Stored data entries:

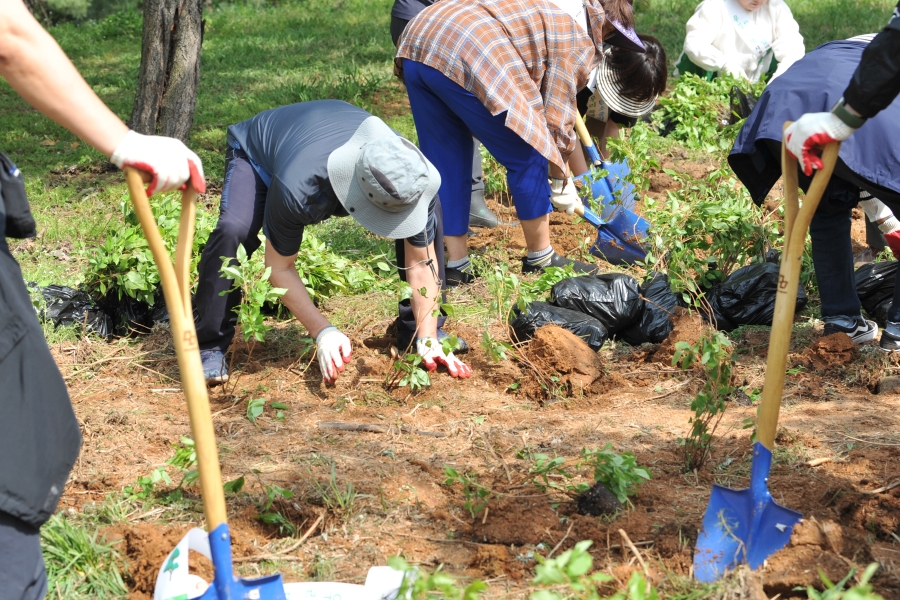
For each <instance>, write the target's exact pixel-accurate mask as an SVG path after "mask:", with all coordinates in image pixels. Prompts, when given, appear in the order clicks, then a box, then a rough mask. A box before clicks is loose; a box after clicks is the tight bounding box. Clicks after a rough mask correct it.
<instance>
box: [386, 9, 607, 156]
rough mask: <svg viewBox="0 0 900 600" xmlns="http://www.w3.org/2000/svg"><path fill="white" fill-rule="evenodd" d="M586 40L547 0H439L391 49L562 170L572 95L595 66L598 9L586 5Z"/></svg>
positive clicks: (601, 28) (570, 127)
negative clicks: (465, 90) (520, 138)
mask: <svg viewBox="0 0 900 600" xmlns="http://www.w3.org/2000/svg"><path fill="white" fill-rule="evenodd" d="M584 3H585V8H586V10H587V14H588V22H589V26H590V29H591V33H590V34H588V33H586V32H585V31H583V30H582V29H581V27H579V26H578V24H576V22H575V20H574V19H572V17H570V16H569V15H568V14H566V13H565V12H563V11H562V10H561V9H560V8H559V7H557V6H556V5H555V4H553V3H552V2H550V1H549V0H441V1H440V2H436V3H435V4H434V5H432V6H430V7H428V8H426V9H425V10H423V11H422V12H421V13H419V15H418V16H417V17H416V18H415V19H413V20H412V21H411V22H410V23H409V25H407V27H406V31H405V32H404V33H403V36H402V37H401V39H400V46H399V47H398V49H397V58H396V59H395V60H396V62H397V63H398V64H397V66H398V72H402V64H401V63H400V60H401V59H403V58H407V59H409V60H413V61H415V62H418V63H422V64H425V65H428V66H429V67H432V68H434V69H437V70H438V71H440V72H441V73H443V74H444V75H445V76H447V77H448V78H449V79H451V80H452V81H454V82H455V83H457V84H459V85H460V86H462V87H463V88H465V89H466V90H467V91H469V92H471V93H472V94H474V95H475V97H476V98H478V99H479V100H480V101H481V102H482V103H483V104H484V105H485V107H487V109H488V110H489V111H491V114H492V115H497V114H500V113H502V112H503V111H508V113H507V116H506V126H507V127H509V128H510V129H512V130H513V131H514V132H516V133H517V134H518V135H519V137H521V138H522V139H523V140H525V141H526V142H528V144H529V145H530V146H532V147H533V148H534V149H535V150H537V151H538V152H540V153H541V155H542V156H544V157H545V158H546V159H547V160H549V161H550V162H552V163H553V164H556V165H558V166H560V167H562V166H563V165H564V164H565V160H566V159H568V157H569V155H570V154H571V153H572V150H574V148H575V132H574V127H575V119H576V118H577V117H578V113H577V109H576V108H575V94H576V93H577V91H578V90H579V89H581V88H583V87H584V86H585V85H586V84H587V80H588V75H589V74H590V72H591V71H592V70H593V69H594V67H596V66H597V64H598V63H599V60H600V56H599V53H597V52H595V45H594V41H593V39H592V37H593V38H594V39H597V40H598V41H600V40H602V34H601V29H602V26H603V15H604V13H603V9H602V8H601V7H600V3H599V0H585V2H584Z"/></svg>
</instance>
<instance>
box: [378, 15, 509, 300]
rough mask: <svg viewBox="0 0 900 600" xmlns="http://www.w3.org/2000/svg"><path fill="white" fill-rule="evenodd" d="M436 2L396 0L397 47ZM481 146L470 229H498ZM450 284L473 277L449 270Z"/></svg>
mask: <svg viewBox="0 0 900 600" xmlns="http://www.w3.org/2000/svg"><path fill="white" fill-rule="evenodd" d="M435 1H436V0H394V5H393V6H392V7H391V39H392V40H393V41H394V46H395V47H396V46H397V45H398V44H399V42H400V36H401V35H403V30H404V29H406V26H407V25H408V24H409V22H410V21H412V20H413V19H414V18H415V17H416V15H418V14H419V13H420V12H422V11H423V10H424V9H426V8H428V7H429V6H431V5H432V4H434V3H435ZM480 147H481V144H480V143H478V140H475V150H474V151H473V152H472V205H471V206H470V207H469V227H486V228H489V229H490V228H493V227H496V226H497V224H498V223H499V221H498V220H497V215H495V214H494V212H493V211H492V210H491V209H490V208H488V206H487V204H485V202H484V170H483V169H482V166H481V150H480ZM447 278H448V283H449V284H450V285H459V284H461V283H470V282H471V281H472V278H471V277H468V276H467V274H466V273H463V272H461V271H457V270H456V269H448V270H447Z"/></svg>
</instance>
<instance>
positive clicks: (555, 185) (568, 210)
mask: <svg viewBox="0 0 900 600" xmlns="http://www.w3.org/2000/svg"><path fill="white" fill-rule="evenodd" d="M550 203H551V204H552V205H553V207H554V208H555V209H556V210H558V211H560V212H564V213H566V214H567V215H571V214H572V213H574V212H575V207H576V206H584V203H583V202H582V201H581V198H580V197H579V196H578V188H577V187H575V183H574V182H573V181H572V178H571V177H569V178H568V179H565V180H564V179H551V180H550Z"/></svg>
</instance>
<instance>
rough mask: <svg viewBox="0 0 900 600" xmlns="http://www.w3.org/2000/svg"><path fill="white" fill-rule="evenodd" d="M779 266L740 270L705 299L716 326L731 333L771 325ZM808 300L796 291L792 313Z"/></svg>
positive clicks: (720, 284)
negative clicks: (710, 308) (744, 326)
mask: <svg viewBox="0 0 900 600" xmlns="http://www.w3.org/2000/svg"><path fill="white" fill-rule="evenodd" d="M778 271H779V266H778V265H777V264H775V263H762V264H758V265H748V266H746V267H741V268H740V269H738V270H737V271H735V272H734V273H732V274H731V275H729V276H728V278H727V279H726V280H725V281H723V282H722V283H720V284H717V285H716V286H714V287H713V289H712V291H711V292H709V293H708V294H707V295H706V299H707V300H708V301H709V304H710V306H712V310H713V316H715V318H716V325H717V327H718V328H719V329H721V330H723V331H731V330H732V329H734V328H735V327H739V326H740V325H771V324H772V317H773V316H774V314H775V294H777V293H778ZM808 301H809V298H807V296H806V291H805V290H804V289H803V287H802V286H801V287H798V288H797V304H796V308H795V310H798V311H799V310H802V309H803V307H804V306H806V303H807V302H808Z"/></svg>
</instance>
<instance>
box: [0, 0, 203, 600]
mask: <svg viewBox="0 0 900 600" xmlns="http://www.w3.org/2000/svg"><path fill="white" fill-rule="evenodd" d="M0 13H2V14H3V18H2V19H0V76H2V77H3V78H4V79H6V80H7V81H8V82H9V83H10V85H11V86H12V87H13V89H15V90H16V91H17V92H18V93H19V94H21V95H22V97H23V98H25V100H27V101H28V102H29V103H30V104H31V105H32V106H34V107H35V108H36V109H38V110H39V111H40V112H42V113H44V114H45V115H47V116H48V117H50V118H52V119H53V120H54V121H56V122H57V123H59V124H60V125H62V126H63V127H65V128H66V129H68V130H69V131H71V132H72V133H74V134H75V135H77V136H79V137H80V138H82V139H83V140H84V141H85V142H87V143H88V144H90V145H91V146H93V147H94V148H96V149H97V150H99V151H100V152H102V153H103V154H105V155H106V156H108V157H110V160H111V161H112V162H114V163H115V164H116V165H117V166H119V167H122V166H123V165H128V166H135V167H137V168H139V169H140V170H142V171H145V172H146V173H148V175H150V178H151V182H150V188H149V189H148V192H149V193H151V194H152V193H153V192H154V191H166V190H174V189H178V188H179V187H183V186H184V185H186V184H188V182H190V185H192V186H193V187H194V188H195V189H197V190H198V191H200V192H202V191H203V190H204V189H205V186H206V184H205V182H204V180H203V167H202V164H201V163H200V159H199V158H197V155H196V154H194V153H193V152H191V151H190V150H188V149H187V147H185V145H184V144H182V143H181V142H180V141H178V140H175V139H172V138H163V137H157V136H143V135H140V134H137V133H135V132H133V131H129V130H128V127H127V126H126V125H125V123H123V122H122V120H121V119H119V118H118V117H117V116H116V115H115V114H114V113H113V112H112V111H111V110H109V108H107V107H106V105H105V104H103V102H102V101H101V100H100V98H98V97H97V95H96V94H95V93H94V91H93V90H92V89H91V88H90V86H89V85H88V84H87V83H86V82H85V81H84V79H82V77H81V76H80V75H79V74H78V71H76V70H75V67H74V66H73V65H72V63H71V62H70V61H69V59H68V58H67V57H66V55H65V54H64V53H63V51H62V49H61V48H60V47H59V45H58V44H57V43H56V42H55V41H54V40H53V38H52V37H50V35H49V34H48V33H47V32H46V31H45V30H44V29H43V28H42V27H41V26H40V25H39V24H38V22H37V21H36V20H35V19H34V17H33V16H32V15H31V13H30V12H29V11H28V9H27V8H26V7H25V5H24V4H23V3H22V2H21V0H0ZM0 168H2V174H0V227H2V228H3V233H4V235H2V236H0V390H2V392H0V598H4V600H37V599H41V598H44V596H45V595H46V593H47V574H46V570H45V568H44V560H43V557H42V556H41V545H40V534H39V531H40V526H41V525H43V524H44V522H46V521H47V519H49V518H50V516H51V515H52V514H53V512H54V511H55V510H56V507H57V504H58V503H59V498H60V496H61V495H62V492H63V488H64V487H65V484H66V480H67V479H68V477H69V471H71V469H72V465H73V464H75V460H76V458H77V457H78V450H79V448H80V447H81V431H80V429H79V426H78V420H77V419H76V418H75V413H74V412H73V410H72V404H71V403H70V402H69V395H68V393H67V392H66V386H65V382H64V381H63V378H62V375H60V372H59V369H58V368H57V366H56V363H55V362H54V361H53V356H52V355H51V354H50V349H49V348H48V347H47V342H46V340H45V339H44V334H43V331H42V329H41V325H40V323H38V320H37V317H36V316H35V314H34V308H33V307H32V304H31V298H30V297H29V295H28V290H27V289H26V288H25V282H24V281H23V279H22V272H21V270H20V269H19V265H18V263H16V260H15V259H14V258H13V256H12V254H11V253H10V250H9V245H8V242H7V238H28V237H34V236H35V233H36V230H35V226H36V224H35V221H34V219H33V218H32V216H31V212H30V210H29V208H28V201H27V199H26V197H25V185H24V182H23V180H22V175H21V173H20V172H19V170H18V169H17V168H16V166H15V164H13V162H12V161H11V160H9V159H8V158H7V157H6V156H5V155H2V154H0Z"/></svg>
* * *
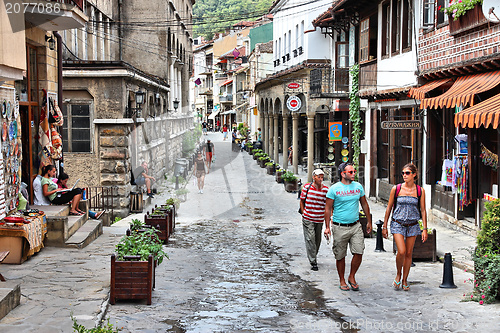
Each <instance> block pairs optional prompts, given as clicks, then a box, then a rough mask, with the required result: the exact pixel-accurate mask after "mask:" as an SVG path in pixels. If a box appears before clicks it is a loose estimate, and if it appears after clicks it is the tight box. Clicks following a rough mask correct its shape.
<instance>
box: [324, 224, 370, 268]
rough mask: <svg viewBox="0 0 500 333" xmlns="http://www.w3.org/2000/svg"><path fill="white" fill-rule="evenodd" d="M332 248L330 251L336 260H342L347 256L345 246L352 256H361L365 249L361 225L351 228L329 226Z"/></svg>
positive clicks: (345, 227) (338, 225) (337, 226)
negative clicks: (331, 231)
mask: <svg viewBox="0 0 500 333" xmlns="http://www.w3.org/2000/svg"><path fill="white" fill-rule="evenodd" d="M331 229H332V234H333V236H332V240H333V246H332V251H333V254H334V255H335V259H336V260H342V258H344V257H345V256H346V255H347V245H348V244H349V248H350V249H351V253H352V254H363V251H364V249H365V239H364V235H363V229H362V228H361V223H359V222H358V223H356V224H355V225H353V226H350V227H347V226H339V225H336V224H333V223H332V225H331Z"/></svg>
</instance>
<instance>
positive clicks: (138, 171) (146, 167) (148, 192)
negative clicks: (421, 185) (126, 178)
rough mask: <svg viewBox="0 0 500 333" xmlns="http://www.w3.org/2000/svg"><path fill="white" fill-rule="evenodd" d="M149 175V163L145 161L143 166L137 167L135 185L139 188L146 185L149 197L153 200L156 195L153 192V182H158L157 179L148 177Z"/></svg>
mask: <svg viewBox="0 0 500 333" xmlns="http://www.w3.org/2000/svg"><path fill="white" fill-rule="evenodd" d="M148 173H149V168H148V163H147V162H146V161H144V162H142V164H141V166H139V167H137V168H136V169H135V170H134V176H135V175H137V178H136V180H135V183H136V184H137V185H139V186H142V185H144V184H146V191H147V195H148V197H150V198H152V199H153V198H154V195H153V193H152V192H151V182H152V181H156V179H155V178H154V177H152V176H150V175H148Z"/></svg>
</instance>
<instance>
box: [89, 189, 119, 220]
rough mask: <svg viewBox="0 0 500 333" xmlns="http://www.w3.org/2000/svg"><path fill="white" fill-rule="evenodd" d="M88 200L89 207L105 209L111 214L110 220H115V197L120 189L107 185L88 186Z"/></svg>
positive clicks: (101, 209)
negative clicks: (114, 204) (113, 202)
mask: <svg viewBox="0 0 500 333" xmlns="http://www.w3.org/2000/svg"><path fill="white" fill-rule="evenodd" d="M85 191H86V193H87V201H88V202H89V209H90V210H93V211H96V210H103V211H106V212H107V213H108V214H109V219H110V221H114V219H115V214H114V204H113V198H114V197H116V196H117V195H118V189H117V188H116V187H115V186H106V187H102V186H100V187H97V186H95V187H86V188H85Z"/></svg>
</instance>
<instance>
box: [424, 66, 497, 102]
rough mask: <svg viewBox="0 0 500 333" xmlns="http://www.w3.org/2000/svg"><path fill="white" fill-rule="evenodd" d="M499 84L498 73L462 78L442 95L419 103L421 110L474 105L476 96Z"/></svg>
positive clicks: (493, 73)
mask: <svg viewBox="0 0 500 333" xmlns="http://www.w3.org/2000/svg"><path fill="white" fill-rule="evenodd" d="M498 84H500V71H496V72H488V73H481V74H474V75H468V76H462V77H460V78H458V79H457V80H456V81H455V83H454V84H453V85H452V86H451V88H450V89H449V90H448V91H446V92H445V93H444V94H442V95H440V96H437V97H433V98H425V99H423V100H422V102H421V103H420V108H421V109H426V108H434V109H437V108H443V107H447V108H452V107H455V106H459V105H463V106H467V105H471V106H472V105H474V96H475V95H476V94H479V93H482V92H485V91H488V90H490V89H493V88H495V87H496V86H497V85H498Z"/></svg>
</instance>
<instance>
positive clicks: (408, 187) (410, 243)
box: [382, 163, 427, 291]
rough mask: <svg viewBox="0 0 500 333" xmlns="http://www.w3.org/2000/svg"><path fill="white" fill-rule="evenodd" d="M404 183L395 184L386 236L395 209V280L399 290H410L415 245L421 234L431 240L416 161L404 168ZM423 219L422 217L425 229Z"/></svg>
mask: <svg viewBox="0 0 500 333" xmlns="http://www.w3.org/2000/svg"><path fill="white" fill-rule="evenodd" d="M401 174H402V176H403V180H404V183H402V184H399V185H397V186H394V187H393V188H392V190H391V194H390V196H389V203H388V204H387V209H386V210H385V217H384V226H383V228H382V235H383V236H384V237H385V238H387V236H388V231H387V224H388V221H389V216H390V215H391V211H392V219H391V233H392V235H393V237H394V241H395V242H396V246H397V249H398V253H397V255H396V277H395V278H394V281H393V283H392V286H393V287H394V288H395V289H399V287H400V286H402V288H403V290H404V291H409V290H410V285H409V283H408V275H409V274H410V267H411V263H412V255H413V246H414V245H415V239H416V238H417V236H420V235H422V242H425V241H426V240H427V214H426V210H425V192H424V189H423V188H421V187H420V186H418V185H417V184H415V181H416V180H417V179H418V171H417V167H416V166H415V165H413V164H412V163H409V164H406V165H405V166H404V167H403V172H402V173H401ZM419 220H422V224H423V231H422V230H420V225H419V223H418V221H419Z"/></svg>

→ What the task asks
Determine how many of the lines above hold the word "pixel", and output that number by itself.

→ The answer
2